Aim of the exercise
Please pull out each line in the rows below that contains the word "fence".

Input records
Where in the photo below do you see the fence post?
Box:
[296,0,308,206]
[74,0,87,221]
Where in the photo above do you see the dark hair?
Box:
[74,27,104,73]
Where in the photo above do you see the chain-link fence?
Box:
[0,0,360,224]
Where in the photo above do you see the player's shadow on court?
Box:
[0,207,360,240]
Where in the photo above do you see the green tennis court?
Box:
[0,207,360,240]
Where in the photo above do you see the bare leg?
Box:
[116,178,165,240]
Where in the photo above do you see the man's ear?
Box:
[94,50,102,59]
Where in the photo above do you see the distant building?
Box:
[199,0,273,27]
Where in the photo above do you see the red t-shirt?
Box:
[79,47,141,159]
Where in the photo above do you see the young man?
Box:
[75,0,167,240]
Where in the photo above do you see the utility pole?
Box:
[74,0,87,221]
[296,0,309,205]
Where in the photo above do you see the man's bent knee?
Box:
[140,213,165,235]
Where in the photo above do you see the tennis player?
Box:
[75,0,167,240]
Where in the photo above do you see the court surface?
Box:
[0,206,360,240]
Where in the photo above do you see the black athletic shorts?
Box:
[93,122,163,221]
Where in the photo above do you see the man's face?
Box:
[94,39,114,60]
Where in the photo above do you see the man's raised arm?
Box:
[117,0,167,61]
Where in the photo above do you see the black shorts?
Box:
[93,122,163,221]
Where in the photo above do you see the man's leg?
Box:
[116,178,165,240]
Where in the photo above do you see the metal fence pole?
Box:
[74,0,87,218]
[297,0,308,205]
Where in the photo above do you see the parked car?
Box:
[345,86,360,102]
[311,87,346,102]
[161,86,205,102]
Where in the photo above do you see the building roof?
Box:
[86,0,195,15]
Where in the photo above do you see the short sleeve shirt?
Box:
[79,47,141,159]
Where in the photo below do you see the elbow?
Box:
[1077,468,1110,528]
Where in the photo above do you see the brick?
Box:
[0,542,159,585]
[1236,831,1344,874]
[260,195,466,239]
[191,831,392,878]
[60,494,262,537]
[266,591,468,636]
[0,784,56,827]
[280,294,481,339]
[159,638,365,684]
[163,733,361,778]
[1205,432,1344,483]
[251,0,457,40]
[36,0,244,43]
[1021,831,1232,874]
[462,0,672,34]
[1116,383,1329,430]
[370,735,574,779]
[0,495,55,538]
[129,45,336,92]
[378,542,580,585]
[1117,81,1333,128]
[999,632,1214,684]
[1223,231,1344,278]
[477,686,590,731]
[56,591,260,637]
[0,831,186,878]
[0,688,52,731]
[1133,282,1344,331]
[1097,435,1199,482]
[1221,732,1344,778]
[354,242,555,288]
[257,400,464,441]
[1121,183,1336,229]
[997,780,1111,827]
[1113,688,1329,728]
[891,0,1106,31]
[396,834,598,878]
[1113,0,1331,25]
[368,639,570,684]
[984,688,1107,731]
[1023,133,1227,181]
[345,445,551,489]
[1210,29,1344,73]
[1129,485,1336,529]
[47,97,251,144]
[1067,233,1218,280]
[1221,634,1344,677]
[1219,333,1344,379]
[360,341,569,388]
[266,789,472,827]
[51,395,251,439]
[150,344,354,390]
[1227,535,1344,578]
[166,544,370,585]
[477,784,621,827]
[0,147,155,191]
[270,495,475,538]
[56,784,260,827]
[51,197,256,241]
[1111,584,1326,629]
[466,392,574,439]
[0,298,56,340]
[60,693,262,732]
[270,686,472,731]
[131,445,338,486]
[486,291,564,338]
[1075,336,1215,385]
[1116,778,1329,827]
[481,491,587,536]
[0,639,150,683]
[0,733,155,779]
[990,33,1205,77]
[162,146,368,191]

Exercise answer
Where in the photo below do you see the fence post?
Where in the photo above do you see the chain-link fence?
Where in the photo above do you see the metal fence pole?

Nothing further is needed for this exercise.